Thursday, August 29, 2013

Slowing Down Quickly

We may be slipping into the “last stretch” now. The changes are coming quickly and they are quite pronounced. I’m just going to bullet point changes so as to make them easier to understand and to process in your thinking. Please note, most of these changes have occurred in the first three days of this week. So, when I say quickly, I mean Quickly!

Mom is sleeping even more now and it is hard to waken her for food or meds.

Mom is eating almost nothing these days and we have started her on Ensure in order to get some nutrients into her system.

Mom is taking in very little in fluids, she can’t even finish an 8 ounce bottle of Ensure in a day, and she declines the iced tea, which she had previously enjoyed, almost without fail.

As a result of her reduced intake of foods and fluids, her fluid output is greatly reduced. Her urine is much stronger smelling now and is actually a brownish color.

Her heart rate is only in the 80’s, but we are expecting it to climb as her heart has to work harder and harder to assist her failing organs.

She is seeing and conversing with people that I cannot see in those times when she does wake from sleeping for a moment.

She is experiencing very real anxiety if she wakens, looks around and doesn’t see me or a caregiver sitting in her room. We are almost always here now, leaving only to get her something or take a quick potty run or grab a tea refill.

○ ○ ○ ○

• YOUR TASKS
1/ Rewrite the blog post from "Mom is taking" to "for a moment.", swapping in "lemonade" wherever "iced tea" appears.
2/ According to the blog post, what has Mom been started on to get nutrients into her system?

○ ○ ○ ○

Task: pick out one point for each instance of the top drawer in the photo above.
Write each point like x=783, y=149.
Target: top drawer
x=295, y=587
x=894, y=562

○ ○ ○ ○

• SOLUTION SET
1/
Mom is taking in very little in fluids, she can’t even finish an 8 ounce bottle of Ensure in a day, and she declines the lemonade, which she had previously enjoyed, almost without fail.

As a result of her reduced intake of foods and fluids, her fluid output is greatly reduced. Her urine is much stronger smelling now and is actually a brownish color.

Her heart rate is only in the 80’s, but we are expecting it to climb as her heart has to work harder and harder to assist her failing organs.

She is seeing and conversing with people that I cannot see in those times when she does wake from sleeping for a moment.

2/ Ensure.